◆ Available records
⁂
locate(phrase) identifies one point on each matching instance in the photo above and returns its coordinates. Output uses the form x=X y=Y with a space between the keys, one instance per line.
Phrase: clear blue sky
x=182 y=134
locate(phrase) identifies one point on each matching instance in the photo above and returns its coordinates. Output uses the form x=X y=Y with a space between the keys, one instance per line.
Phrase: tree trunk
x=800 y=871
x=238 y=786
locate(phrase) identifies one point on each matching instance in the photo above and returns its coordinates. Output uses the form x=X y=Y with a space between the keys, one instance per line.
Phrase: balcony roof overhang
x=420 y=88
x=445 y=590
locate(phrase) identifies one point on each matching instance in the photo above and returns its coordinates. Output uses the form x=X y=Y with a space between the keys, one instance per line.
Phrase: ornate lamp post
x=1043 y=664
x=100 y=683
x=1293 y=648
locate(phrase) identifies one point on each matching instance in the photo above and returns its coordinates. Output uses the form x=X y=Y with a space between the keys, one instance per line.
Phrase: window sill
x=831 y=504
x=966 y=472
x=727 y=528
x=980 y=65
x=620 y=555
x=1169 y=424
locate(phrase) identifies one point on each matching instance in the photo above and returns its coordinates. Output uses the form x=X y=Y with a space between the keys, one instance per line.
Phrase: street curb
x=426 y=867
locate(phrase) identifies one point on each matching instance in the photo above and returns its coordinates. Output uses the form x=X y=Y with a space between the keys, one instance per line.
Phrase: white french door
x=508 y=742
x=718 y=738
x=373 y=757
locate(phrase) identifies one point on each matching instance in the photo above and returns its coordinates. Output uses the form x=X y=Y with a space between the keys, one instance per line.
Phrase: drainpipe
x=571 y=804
⁂
◆ Problem
For every line in the material, write out an exact copy.

◆ Solution to this task
locate(phrase) identifies one point on each matching instance in the photo above and returns its coordinates. Output uses the form x=X y=Y with a space between the keys, one instance per line.
Phrase: clear blue sky
x=182 y=134
locate(phrase) identifies one point on each matching instance in the photo above and returns its coordinates. Output uses the form x=X y=Y with a space between the keys, one instance per line.
Phrase: tree trunk
x=800 y=871
x=238 y=786
locate(phrase) identifies one point on each matching instance in the photo above and returns its coordinates. Output uses the form x=X y=Y with a space between the keys, one instance per line.
Phrase: balcony roof overhang
x=420 y=88
x=445 y=590
locate(phrase) identifies one point on each matching instance in the photo above and returns its coordinates. Output uses the form x=X y=Y with a space between the keys, one instance per line.
Phrase: ornate lamp post
x=1043 y=664
x=100 y=683
x=1293 y=648
locate(phrase) identifies one point on each matching instance in the photo above and returns its coordinates. Output uses the form x=X y=Y with a space between the keys, one instance per line.
Phrase: window sill
x=831 y=504
x=966 y=472
x=727 y=528
x=980 y=65
x=620 y=555
x=1169 y=424
locate(phrase) identifies one point on each matching instance in the photo above and returns its coordinates. Output uses the form x=X y=Y with a space between the keys, one instance per line.
Phrase: street curb
x=426 y=867
locate(phrase) identifies one point on each matching instance in the photo above and returns its coordinates. Output uses the form x=X y=Y with a space between the keys, one instance per line.
Phrase: white french door
x=508 y=742
x=718 y=738
x=373 y=757
locate(phrase) identifies one point on each matching instance in the photo above and returns its coordinates. Output uses the form x=X y=Y with a space between the keys, one instance per line.
Phrase: drainpipe
x=571 y=804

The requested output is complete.